_Task requirements:_ Reproduce every one of the records below word for word, and leave the pictures out.

_Information shown:_
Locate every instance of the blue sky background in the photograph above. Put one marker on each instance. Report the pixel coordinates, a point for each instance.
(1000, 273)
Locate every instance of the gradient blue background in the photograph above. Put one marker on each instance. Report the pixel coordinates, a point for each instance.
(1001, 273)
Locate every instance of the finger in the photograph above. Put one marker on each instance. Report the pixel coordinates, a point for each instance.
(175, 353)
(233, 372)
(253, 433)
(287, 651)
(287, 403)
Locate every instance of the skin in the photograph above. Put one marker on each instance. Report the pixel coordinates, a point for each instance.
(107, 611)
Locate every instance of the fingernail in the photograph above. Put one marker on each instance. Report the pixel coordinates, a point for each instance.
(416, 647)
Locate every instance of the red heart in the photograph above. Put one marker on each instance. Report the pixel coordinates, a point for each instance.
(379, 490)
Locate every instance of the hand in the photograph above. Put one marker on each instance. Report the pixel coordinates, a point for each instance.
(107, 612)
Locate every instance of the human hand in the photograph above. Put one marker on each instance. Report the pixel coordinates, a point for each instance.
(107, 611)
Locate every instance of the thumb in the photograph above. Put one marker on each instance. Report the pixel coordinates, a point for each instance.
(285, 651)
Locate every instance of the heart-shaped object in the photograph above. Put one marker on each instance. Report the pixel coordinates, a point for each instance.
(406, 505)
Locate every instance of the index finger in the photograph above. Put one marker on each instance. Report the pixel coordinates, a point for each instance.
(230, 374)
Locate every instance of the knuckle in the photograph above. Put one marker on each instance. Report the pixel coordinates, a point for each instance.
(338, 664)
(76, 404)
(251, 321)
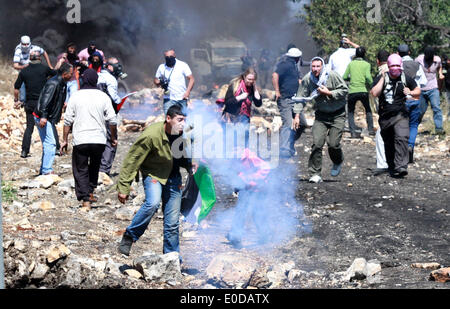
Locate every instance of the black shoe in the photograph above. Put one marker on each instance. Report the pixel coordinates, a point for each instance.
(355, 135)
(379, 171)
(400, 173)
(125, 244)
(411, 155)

_Result for this exercise:_
Locate every instance of the blue sky background in the photograph above. Put one marker on each instance. Report the pixel coordinates, a point for each instance.
(1000, 273)
Locate every instance of the gradient blue background in the photograph above. Put one marker on each instance. Report the pixel coordinates, a point for each instance.
(1001, 273)
Locate every instance of the finger in the photograph above. Put one marker on each instance. Report the pixel coordinates, a point for each instance.
(175, 353)
(233, 372)
(253, 433)
(287, 651)
(287, 403)
Locate every instance of the skin in the photograph above. Put one marker on each instance. Report the pixel coordinates, a point for each instance.
(107, 611)
Locate every instance of the fingernail in the photograph above. Put one marker on each instance. Report the pixel coordinates, a point for each instance.
(416, 647)
Locate every instance of the red heart in the photograph above. Put one marker on each instance. Report the pixel coordinates, a point for each instance.
(379, 490)
Locate every instance of the hand in the photograph above. Put one marker on each instance. Report the pixel coordinates, a point for each instance.
(107, 612)
Locate every instance of the human hand in the photograph above. Put one marker on each instance. Report the pixel coordinates, a point for each instance.
(107, 611)
Locate every instance of the thumb in the photograph above. Put one marker on each instance. Report the pixel coordinates, a point for each instance.
(285, 651)
Locate every instance of the heart-shaped object in the photograph above. Put one marker on each instance. Report the pixel coordinates, a point for each instance.
(406, 505)
Locate every instance of the index finger in the photograph above. Put one marker on each instance. Report the pixel coordinates, a point for each instance.
(230, 374)
Locate every instance of the knuckle in the photograph above. Put one marker on each instance. Report the pixel coordinates, a point for each instance.
(338, 664)
(76, 404)
(251, 321)
Locate every instance of the black shoe in the photograph above. Put one marker on each instance. Report the pixel coordinates, a point for each instance.
(355, 135)
(379, 171)
(400, 173)
(125, 244)
(411, 155)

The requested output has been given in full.